The records ▸

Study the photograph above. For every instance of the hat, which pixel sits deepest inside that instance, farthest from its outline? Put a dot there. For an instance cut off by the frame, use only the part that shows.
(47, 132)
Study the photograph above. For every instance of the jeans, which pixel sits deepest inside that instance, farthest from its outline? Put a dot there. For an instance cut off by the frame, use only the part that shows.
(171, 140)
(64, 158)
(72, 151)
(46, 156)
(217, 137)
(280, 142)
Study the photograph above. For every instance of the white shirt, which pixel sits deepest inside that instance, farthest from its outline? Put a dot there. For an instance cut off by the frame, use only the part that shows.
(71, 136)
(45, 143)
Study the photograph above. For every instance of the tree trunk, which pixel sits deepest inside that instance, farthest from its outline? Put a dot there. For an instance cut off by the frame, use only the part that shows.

Exercise details ▸ Could you give back every one of the records above verbatim, in the same order, with nothing altered?

Problem solution ▸
Study the photograph above. For every instance of the hat, which pixel sits deepest inside that instance, farthest from its outline? Put a dot there. For an instance cut off by the frame, use only the part that shows.
(47, 132)
Study the photograph above. For every instance of the jeans, which pixel sits deepest inside that instance, farthest from its outline? Put a dot there. For an instance cut off by the frame, use only the part that shows.
(171, 140)
(64, 158)
(72, 151)
(46, 156)
(217, 137)
(280, 142)
Study the photograph above. For every instance of the white shirt, which pixel sits deepest inside that instance, farthest from its outline? Put a dot there. For an instance cut off by the frame, use only the part that shows.
(71, 136)
(45, 143)
Study the photograph above. For every instance of the tree trunk, which pixel sits deepest inside that instance, farthest from its outline? Put a dot there. For an instance cut off by the frame, use only the part that shows.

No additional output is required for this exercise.